YOUR GOAL:
Your answer must be an exact copy of the entries below, with every picture removed.

-------------------------

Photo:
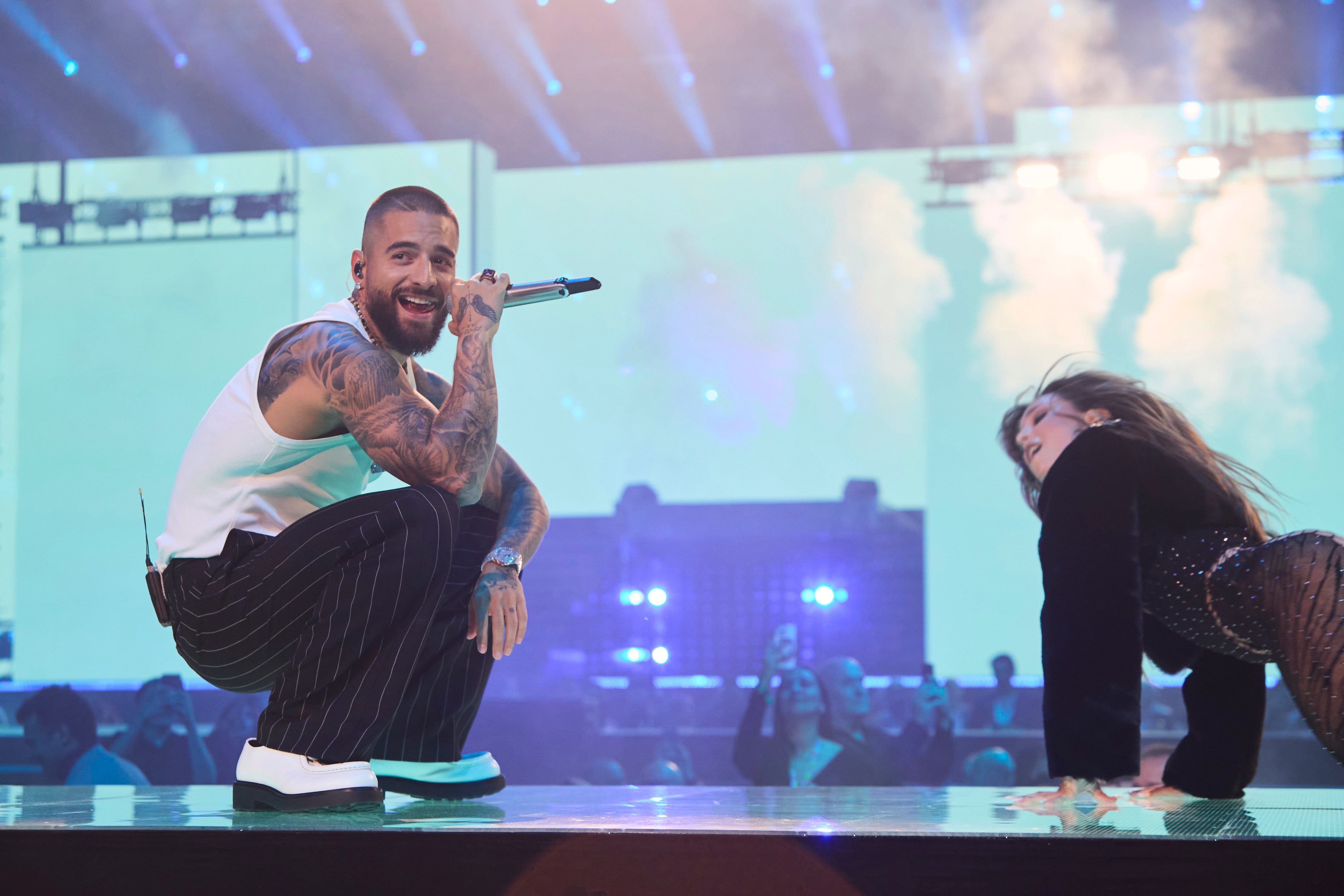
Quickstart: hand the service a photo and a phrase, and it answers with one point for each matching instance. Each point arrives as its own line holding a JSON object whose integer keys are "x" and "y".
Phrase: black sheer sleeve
{"x": 1092, "y": 620}
{"x": 1225, "y": 705}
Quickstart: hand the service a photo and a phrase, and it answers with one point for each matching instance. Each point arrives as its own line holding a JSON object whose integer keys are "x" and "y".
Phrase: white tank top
{"x": 241, "y": 475}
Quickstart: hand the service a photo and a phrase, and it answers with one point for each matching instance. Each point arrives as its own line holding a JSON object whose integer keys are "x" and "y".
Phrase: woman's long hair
{"x": 1150, "y": 420}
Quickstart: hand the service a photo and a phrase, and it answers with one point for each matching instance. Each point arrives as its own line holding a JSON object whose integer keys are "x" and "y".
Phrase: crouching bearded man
{"x": 355, "y": 610}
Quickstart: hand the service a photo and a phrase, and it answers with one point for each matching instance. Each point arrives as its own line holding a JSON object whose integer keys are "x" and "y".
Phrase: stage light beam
{"x": 653, "y": 31}
{"x": 29, "y": 23}
{"x": 808, "y": 47}
{"x": 1123, "y": 172}
{"x": 404, "y": 23}
{"x": 157, "y": 26}
{"x": 286, "y": 26}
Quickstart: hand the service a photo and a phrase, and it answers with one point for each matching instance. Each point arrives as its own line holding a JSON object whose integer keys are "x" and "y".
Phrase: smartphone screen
{"x": 787, "y": 640}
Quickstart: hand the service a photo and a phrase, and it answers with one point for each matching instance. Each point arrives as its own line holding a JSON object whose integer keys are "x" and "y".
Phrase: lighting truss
{"x": 65, "y": 218}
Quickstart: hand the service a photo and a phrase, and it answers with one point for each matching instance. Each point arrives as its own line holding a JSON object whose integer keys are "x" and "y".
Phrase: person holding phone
{"x": 802, "y": 753}
{"x": 153, "y": 745}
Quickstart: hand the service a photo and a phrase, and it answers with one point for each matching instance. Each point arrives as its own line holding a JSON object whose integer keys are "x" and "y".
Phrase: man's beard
{"x": 384, "y": 311}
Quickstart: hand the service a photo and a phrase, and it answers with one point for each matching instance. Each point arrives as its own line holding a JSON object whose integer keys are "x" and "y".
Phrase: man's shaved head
{"x": 407, "y": 266}
{"x": 405, "y": 199}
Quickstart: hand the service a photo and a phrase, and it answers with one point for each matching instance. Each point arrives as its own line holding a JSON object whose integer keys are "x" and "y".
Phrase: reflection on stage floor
{"x": 979, "y": 812}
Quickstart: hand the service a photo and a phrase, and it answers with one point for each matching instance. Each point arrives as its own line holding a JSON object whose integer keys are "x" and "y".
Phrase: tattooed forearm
{"x": 482, "y": 308}
{"x": 523, "y": 514}
{"x": 450, "y": 446}
{"x": 523, "y": 522}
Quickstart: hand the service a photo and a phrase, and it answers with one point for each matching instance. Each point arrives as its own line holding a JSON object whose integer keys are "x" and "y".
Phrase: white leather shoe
{"x": 474, "y": 776}
{"x": 290, "y": 782}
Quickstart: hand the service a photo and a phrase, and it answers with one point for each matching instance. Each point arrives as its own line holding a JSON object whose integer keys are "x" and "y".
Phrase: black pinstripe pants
{"x": 354, "y": 618}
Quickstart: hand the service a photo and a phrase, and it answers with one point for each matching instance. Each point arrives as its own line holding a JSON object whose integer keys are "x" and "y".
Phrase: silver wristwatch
{"x": 506, "y": 558}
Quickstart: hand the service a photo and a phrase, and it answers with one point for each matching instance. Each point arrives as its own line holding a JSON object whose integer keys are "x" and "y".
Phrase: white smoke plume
{"x": 889, "y": 283}
{"x": 1058, "y": 283}
{"x": 708, "y": 327}
{"x": 1019, "y": 55}
{"x": 1229, "y": 332}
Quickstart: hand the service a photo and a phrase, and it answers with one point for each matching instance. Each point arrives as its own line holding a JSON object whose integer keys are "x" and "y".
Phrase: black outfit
{"x": 765, "y": 761}
{"x": 354, "y": 618}
{"x": 166, "y": 765}
{"x": 1139, "y": 557}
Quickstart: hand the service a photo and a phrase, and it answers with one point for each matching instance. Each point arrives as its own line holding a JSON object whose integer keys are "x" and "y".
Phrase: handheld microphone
{"x": 549, "y": 291}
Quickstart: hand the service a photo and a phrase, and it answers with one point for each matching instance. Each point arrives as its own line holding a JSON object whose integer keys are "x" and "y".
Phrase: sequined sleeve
{"x": 1092, "y": 618}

-------------------------

WORKED SOLUTION:
Photo:
Quickstart: hand the service a photo and a phrase, and it answers with one point for each matching instance. Each point arrives as its own line holding a JSON object whose integer keys are "x" and "y".
Phrase: black sheer sleeve
{"x": 1092, "y": 620}
{"x": 1225, "y": 705}
Quickstart: hand the service a photo and a phrase, and it answers with one point for each matching instance. Each point arrives as its own line holding a JSON object whose integer keys are "x" and "y".
Phrase: white tank top
{"x": 241, "y": 475}
Quickstart: hand the service a photo and a phrase, and it answers with one point for each matching instance. Each point arrives as its own line holding a JSON object whose integer keys are "x" and "y".
Phrase: woman's long hair
{"x": 1150, "y": 420}
Quickstart: hand the service a photo and a phrase, and it answers with one point for each matching instance. Each point arrives as its own line holding a JSON object whose integer keys are "x" and "y".
Phrase: crouching bearded man
{"x": 355, "y": 610}
Quickstart: hand the service a photo and a phrase, and it answers with one point for each matching instance. Each point arrives as its own line holding a JSON object whose integer keys are "x" and "y".
Phrase: stage light beam
{"x": 653, "y": 31}
{"x": 29, "y": 23}
{"x": 808, "y": 47}
{"x": 1123, "y": 172}
{"x": 404, "y": 23}
{"x": 157, "y": 26}
{"x": 286, "y": 26}
Quickstart: hand the service a photo and a phrase, and it answers with one point for each matching instance. Each point arrives as its own line holding a JSON object whose integer keys are "x" and "y".
Phrase: smartphone screen
{"x": 787, "y": 640}
Quickstart: hand the service a photo and a phrase, and it answers with one point for each matching instance. Each point arrives as its own line holding a JSON object whose integer keys are "x" and "y".
Phrase: lighting truss
{"x": 65, "y": 218}
Quickstart: hand the service a photo and a phrase, and it answers with one point for each matching instance. Each point arrives as its own line holding a JSON object whose integer keys are "x" and "y".
Phrase: person holding phone
{"x": 802, "y": 753}
{"x": 153, "y": 745}
Quickstart: hand the service a photo and a phrase, and it answers with one point for each matching instance. Each point arrives as its own line holding a JSON object whose integer keys are "x" and "y".
Phrase: man's beard
{"x": 384, "y": 311}
Quickstart: hand the service a photo and a phrase, and it answers with one point for each matching instance. Each point arrives as its own line holding a JSON object whose integer keys are "x" and "y".
Phrase: man's shaved head
{"x": 407, "y": 266}
{"x": 405, "y": 199}
Quickstart: hand the service a photo and a phrase, and it answers with one point for each matching instance. Each point arrives as its own line holding a JSON object whose integer keys are "x" and "y".
Phrase: reflection on stage floor
{"x": 979, "y": 812}
Quickstart: hand the service a photo and a phrase, and it answers with one point for each matching instance. Each point arrives as its own line holding a JSON object whose integer keys are "x" and "y".
Phrase: tattooed forearm
{"x": 482, "y": 308}
{"x": 523, "y": 514}
{"x": 450, "y": 446}
{"x": 523, "y": 522}
Quickstart: hand the service a photo and a phrase, and it answers with one point for each matching instance. Each point arrives as its own line holding a JSON object whose integer keys are "x" and "y".
Phrase: white leather shoe
{"x": 474, "y": 776}
{"x": 290, "y": 782}
Quickstart: hand the service a photo and a phrase, and it answers with one point for each matching instance. Each point arrives as its own line holding a JSON object whose integer keys are "x" and "y".
Phrase: black pinstripe pants
{"x": 354, "y": 618}
Quickstart: hand the service a photo and a phrase, and it answers with one point for each matching instance. Each point arrives as its own line holding a JSON object whose integer keys are "x" and "y".
Phrase: silver wristwatch
{"x": 506, "y": 558}
Quickstart: hand the service a photo and a phrase, and it answers with one point for each matching instance. Each point arrives as its own line holding a JSON object whose integer keys are "x" and "y".
Phrase: white smoke plume
{"x": 889, "y": 283}
{"x": 1058, "y": 283}
{"x": 708, "y": 327}
{"x": 1019, "y": 55}
{"x": 1229, "y": 332}
Quickstart: hand the service a photo and a phrase, and it answers with one point for each matching instance. Each point arrives as its own line holding a JSON object whose integer keys are "x" and "y".
Phrase: black outfit
{"x": 765, "y": 761}
{"x": 354, "y": 618}
{"x": 166, "y": 765}
{"x": 1139, "y": 557}
Quickstart: hand the service a photo and a phrase, and it answers with one point for each matching instance. Each point arrives as its own line holding a JSON object whose integer keys are "x" and "y".
Phrase: handheld microphone
{"x": 549, "y": 291}
Quickstart: hand the service a photo and a phrase, and it answers with one point for each matching instance. Each point arrives as its own line holding a JSON object whose integer keys are "x" and "y".
Phrase: sequined sleeve
{"x": 1092, "y": 618}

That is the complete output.